- PROMPT
Copy each line of the records that includes "gazebo".

EXTRACTED RECORDS below:

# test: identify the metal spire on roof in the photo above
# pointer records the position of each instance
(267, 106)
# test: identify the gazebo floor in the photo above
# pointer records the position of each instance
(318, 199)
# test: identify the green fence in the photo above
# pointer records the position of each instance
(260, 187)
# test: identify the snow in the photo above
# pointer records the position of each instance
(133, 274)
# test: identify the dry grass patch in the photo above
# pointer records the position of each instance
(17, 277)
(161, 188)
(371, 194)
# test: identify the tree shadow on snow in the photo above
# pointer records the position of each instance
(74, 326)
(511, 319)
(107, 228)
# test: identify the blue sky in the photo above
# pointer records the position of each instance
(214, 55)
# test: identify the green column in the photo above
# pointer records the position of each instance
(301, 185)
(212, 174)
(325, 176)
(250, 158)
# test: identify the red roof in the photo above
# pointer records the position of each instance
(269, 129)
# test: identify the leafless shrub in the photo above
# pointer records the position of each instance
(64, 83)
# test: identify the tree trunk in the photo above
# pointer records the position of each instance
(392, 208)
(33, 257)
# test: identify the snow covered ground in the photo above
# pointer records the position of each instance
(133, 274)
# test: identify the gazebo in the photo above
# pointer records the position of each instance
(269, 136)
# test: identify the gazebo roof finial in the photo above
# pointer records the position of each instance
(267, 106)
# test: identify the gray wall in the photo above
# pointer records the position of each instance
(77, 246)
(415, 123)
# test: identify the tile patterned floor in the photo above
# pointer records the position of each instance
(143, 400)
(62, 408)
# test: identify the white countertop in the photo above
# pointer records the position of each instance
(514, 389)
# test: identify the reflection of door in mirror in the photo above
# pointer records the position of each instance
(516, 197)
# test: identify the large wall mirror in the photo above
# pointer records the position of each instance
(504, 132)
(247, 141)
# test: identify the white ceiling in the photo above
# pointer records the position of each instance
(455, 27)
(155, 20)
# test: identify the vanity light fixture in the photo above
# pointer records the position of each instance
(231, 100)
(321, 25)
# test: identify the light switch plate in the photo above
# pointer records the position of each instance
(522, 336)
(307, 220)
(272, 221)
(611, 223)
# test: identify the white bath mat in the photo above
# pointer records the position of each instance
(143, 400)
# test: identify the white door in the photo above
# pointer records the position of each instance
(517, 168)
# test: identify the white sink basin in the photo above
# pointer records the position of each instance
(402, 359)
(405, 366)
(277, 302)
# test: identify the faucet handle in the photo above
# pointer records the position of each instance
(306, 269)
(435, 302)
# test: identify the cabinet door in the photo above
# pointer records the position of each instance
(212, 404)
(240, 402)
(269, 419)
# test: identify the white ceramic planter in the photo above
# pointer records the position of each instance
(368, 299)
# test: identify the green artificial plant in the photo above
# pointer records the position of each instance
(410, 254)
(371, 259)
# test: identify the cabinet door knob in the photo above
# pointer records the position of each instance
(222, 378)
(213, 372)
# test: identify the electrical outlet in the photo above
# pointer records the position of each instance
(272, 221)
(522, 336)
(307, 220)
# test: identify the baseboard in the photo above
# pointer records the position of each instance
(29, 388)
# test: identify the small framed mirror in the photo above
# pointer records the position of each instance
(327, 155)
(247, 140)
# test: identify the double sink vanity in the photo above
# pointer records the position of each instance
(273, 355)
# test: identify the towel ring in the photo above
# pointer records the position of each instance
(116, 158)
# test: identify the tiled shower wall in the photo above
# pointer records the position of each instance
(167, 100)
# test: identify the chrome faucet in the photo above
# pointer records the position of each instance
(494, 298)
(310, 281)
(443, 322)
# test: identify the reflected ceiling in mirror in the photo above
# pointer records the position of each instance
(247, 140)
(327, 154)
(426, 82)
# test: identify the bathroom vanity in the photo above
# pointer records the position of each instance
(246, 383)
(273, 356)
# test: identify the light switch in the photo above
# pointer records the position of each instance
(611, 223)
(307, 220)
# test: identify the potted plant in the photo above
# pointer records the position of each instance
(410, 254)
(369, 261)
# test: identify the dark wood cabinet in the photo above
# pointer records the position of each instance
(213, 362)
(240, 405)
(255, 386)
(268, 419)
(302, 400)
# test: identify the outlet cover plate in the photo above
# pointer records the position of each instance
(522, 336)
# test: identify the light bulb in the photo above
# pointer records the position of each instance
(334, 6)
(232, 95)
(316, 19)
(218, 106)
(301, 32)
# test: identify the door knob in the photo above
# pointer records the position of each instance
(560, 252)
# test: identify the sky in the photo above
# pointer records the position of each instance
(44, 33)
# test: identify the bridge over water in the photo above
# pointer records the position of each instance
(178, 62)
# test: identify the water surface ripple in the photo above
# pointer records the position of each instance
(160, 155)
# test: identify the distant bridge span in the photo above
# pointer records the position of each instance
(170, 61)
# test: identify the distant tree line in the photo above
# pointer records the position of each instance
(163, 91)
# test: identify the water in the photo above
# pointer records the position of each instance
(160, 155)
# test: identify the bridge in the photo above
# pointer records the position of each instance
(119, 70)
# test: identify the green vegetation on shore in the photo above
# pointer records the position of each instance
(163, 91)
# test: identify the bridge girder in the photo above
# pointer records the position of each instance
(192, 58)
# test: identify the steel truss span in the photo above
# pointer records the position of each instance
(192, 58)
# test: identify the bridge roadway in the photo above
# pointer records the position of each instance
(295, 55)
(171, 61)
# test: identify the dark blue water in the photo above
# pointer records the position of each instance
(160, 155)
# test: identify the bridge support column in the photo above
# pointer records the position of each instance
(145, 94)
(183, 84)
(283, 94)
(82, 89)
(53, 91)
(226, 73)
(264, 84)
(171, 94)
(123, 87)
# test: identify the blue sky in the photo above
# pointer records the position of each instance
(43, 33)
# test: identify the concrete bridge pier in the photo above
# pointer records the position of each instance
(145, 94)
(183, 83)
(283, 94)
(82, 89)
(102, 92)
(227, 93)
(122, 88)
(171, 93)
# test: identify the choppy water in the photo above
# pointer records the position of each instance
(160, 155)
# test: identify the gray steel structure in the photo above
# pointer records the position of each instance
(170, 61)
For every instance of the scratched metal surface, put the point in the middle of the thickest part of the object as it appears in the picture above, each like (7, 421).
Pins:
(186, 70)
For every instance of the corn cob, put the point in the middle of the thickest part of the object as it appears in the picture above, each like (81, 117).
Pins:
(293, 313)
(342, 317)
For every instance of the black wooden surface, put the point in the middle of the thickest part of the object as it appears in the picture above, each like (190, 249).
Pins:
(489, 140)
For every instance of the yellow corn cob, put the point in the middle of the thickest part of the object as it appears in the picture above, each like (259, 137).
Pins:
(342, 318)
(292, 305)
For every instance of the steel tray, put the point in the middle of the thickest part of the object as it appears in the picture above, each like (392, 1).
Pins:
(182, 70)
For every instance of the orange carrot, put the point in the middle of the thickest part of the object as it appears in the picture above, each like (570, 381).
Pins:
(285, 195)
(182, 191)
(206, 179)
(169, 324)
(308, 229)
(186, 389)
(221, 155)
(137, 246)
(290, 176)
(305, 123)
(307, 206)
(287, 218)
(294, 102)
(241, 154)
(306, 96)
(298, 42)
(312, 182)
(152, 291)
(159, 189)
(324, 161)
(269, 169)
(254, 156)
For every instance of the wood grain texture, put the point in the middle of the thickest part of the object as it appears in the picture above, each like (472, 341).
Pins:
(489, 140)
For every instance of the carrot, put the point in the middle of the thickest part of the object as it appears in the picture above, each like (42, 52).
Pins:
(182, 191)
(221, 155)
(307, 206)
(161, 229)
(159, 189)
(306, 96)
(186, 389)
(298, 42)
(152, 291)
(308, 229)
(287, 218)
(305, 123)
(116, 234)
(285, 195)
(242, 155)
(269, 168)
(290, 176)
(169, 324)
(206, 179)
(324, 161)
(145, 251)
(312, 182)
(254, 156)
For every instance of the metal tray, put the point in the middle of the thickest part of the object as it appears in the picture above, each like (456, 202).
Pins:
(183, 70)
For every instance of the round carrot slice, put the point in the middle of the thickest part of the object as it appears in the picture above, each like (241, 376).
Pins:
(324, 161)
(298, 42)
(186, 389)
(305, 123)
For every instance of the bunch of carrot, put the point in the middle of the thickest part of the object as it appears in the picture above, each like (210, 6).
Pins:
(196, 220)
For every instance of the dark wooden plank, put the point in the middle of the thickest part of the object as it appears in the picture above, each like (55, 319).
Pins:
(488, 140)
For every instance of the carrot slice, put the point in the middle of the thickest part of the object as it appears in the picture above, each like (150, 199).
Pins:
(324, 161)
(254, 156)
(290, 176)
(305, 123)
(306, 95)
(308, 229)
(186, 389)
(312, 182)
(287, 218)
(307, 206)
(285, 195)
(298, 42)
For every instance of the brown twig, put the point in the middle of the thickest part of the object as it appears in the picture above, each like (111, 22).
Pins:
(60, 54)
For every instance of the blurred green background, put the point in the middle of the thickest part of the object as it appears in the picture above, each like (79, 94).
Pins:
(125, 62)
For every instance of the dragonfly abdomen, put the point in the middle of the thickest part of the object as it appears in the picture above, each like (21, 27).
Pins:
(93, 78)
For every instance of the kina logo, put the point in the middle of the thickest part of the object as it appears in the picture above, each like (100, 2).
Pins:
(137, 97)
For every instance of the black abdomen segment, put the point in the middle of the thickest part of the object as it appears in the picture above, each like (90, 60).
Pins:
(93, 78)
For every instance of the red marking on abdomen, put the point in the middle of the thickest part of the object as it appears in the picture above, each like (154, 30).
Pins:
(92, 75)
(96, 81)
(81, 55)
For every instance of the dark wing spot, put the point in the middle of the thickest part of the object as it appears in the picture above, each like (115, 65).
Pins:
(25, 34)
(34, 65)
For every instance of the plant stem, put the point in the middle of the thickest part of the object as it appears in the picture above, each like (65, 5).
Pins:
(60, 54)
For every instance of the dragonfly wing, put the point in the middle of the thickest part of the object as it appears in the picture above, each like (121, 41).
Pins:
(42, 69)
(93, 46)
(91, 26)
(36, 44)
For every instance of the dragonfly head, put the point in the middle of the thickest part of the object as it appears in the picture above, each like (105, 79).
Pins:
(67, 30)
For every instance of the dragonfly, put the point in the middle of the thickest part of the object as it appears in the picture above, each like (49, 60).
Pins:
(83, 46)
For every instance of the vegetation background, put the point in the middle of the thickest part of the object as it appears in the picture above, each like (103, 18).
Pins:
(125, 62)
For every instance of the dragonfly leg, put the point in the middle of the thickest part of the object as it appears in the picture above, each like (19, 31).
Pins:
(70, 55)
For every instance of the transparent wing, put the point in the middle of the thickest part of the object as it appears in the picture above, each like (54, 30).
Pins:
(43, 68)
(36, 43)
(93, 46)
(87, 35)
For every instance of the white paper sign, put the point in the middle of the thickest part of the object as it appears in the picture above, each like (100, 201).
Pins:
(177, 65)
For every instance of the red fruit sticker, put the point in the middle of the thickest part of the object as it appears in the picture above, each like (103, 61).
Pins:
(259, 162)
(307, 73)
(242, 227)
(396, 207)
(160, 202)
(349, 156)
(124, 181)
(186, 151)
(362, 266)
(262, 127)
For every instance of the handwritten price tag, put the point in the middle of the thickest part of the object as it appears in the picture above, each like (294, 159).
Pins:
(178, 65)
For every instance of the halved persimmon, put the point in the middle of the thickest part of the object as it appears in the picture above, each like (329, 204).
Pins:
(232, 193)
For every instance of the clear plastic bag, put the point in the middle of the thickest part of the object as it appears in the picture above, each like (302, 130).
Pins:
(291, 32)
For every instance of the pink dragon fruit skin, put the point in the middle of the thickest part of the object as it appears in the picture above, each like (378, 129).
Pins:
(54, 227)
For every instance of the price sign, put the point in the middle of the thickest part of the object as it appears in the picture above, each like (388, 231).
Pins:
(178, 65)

End of EXTRACTED RECORDS.

- TASK RESPONSE
# test: identify the gazebo floor in the photo above
# test: identify the gazebo in the photo above
# test: identify the gazebo roof finial in the photo above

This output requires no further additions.